• Exercise
Rewrite every line of the records below as a Markdown table with the columns Row and Line. Number the rows in order and omit any blank lines.

○ ○ ○ ○ ○

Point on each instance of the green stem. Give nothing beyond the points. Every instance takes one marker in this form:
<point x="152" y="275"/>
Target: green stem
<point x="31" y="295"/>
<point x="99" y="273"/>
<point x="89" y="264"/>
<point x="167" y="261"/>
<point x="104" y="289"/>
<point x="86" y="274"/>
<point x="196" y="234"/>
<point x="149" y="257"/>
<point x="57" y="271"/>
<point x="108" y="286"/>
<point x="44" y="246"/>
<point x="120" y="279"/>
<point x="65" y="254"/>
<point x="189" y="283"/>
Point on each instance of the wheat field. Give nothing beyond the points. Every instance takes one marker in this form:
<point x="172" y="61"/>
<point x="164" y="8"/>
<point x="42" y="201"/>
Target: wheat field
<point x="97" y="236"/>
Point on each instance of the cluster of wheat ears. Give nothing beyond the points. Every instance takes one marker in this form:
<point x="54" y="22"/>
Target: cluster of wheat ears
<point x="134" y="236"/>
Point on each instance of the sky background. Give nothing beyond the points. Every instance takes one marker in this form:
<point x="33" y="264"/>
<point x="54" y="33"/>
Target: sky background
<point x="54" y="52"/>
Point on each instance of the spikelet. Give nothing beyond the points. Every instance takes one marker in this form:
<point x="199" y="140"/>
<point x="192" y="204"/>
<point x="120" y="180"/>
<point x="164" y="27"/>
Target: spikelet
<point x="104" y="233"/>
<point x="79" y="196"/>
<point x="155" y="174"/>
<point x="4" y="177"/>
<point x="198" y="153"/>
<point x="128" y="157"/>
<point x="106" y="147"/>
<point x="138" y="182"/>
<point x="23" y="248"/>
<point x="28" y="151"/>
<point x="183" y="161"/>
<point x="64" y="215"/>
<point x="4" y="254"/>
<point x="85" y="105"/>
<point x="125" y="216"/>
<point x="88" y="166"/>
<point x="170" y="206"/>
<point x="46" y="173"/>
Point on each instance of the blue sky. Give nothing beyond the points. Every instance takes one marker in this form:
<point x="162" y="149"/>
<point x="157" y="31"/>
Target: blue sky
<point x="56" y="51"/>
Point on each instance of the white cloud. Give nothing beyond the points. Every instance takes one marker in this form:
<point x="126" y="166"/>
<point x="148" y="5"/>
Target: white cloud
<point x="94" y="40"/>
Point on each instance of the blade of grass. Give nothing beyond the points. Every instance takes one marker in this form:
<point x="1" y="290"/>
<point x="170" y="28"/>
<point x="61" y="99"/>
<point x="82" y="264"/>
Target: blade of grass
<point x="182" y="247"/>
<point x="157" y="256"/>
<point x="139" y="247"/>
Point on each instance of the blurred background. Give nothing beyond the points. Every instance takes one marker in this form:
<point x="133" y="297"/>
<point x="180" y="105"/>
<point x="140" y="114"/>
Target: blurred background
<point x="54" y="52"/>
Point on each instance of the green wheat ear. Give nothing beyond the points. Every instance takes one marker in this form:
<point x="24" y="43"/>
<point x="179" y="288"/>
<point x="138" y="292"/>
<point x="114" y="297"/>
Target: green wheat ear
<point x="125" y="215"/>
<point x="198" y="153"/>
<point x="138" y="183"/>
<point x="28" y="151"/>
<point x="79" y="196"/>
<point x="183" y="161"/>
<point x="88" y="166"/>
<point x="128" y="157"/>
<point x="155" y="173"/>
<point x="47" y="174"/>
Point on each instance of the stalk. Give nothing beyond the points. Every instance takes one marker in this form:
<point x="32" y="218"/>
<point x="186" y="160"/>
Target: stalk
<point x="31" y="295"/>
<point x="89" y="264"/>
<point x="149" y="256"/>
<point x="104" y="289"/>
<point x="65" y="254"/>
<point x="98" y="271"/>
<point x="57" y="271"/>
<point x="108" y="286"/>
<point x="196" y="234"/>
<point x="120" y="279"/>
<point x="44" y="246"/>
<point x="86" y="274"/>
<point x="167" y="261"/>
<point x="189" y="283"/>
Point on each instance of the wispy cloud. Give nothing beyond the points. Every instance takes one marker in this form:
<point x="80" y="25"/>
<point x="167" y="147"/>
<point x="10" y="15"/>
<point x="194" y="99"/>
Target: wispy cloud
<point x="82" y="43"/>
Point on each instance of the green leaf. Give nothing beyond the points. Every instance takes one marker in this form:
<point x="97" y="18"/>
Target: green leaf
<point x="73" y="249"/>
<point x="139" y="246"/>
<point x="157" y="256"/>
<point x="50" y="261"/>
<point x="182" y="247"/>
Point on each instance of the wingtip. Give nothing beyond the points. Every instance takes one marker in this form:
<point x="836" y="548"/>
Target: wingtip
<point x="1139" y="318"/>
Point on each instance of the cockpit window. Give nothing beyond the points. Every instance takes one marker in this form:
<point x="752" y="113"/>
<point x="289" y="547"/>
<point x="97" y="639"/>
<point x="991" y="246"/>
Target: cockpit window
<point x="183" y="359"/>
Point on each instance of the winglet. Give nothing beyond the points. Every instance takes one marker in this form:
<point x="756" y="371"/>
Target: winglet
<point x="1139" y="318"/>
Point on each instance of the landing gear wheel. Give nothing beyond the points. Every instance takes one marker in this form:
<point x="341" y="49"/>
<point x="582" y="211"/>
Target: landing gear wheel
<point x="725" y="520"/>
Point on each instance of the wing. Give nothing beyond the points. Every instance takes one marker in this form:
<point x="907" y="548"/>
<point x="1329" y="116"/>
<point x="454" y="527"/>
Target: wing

○ ○ ○ ○ ○

• Solution to the exercise
| Row | Line |
|---|---|
| 1 | Point on each instance of the green stem. Give nothing beyond the points. Every instance takes one marker in this form: |
| 2 | <point x="152" y="275"/> |
| 3 | Target: green stem |
| 4 | <point x="31" y="295"/> |
| 5 | <point x="99" y="273"/> |
| 6 | <point x="89" y="264"/> |
| 7 | <point x="167" y="261"/> |
| 8 | <point x="104" y="289"/> |
| 9 | <point x="86" y="274"/> |
| 10 | <point x="196" y="234"/> |
| 11 | <point x="149" y="257"/> |
| 12 | <point x="57" y="271"/> |
| 13 | <point x="108" y="286"/> |
| 14 | <point x="44" y="246"/> |
| 15 | <point x="120" y="279"/> |
| 16 | <point x="65" y="254"/> |
| 17 | <point x="189" y="283"/> |
| 18 | Point on each instance of the wheat field. Give nothing beyond the points. Every instance takes one marker in this form: |
| 19 | <point x="172" y="61"/> |
| 20 | <point x="164" y="8"/> |
| 21 | <point x="42" y="201"/> |
| 22 | Target: wheat field |
| 23 | <point x="97" y="236"/> |
| 24 | Point on each instance of the cluster of wheat ears. Give nothing beyond the points. Every instance takes one marker in this form: |
| 25 | <point x="54" y="22"/> |
| 26 | Target: cluster of wheat ears |
| 27 | <point x="134" y="236"/> |
| 28 | Point on each instance of the sky background. Give nothing beyond the points. Every instance takes one marker in this form: |
| 29 | <point x="33" y="264"/> |
| 30 | <point x="54" y="33"/> |
| 31 | Target: sky background |
| 32 | <point x="54" y="52"/> |
| 33 | Point on each instance of the spikelet. Give nothing beyond the points. Every instance takes one marker in this form: |
| 34 | <point x="199" y="140"/> |
| 35 | <point x="192" y="204"/> |
| 36 | <point x="120" y="180"/> |
| 37 | <point x="164" y="27"/> |
| 38 | Target: spikelet |
| 39 | <point x="104" y="233"/> |
| 40 | <point x="79" y="196"/> |
| 41 | <point x="155" y="174"/> |
| 42 | <point x="4" y="177"/> |
| 43 | <point x="198" y="153"/> |
| 44 | <point x="128" y="157"/> |
| 45 | <point x="106" y="147"/> |
| 46 | <point x="138" y="182"/> |
| 47 | <point x="23" y="248"/> |
| 48 | <point x="28" y="151"/> |
| 49 | <point x="183" y="161"/> |
| 50 | <point x="64" y="215"/> |
| 51 | <point x="4" y="254"/> |
| 52 | <point x="85" y="105"/> |
| 53 | <point x="125" y="216"/> |
| 54 | <point x="88" y="166"/> |
| 55 | <point x="170" y="206"/> |
| 56 | <point x="46" y="173"/> |
| 57 | Point on each instance of the blue sky. Give nothing beyond the points. Every instance takes one marker in this form: |
| 58 | <point x="162" y="149"/> |
| 59 | <point x="157" y="31"/> |
| 60 | Target: blue sky |
| 61 | <point x="56" y="51"/> |
| 62 | Point on each instance of the white cloud. Give nothing beyond the points. Every instance takes one marker in this form: |
| 63 | <point x="126" y="166"/> |
| 64 | <point x="148" y="5"/> |
| 65 | Target: white cloud |
| 66 | <point x="94" y="40"/> |
| 67 | Point on each instance of the blade of grass. Give nothing beyond the points. Every instance takes one marker in this form: |
| 68 | <point x="1" y="290"/> |
| 69 | <point x="170" y="28"/> |
| 70 | <point x="61" y="99"/> |
| 71 | <point x="82" y="264"/> |
| 72 | Target: blade of grass |
| 73 | <point x="182" y="247"/> |
| 74 | <point x="157" y="256"/> |
| 75 | <point x="139" y="247"/> |
| 76 | Point on each instance of the blurred background. Give nothing beyond the points. Every instance takes one marker in this form: |
| 77 | <point x="133" y="297"/> |
| 78 | <point x="180" y="105"/> |
| 79 | <point x="140" y="114"/> |
| 80 | Target: blurred background |
| 81 | <point x="54" y="52"/> |
| 82 | Point on each instance of the green wheat ear. Give nothing beyond the points. Every instance takes one marker in this form: |
| 83 | <point x="24" y="43"/> |
| 84 | <point x="179" y="288"/> |
| 85 | <point x="138" y="292"/> |
| 86 | <point x="114" y="297"/> |
| 87 | Target: green wheat ear |
| 88 | <point x="125" y="215"/> |
| 89 | <point x="198" y="153"/> |
| 90 | <point x="138" y="183"/> |
| 91 | <point x="28" y="151"/> |
| 92 | <point x="79" y="196"/> |
| 93 | <point x="183" y="161"/> |
| 94 | <point x="88" y="166"/> |
| 95 | <point x="128" y="157"/> |
| 96 | <point x="155" y="173"/> |
| 97 | <point x="47" y="174"/> |
| 98 | Point on each instance of the stalk. Give nothing beyond the points. Every instance takes one marker in this form: |
| 99 | <point x="32" y="218"/> |
| 100 | <point x="186" y="160"/> |
| 101 | Target: stalk |
| 102 | <point x="31" y="295"/> |
| 103 | <point x="89" y="264"/> |
| 104 | <point x="149" y="256"/> |
| 105 | <point x="104" y="289"/> |
| 106 | <point x="65" y="254"/> |
| 107 | <point x="98" y="271"/> |
| 108 | <point x="57" y="271"/> |
| 109 | <point x="108" y="286"/> |
| 110 | <point x="196" y="234"/> |
| 111 | <point x="120" y="279"/> |
| 112 | <point x="44" y="246"/> |
| 113 | <point x="86" y="274"/> |
| 114 | <point x="167" y="261"/> |
| 115 | <point x="189" y="283"/> |
| 116 | Point on each instance of the wispy cloud. Give nothing beyond the points. Every instance takes one marker in this form: |
| 117 | <point x="80" y="25"/> |
| 118 | <point x="167" y="147"/> |
| 119 | <point x="10" y="15"/> |
| 120 | <point x="194" y="99"/> |
| 121 | Target: wispy cloud |
| 122 | <point x="82" y="43"/> |
| 123 | Point on each instance of the green leaf. Give nothing beyond the points. Every instance takes one marker in this form: |
| 124 | <point x="97" y="18"/> |
| 125 | Target: green leaf |
| 126 | <point x="73" y="249"/> |
| 127 | <point x="139" y="246"/> |
| 128 | <point x="157" y="256"/> |
| 129 | <point x="50" y="261"/> |
| 130 | <point x="182" y="247"/> |
| 131 | Point on each instance of the wingtip. Give nothing beyond the points. Every instance takes one marker in this form: |
| 132 | <point x="836" y="548"/> |
| 133 | Target: wingtip |
| 134 | <point x="1139" y="318"/> |
| 135 | Point on each instance of the cockpit window. Give nothing beyond the points. Every instance takes one marker in this form: |
| 136 | <point x="752" y="113"/> |
| 137 | <point x="289" y="547"/> |
| 138 | <point x="97" y="639"/> |
| 139 | <point x="991" y="246"/> |
| 140 | Target: cockpit window |
| 141 | <point x="183" y="359"/> |
| 142 | Point on each instance of the winglet. Give nothing beyond the points. Every instance takes one marker in this form: |
| 143 | <point x="756" y="371"/> |
| 144 | Target: winglet |
| 145 | <point x="1139" y="318"/> |
| 146 | Point on each instance of the landing gear wheel. Give nothing beyond the points. Every instance takes one marker in this form: |
| 147 | <point x="341" y="49"/> |
| 148 | <point x="582" y="211"/> |
| 149 | Target: landing gear wheel |
| 150 | <point x="725" y="520"/> |
| 151 | Point on each instance of the wing. Give nothing beyond the points. Every instance takes one marker in this form: |
| 152 | <point x="907" y="548"/> |
| 153 | <point x="1329" y="116"/> |
| 154 | <point x="454" y="527"/> |
| 155 | Target: wing |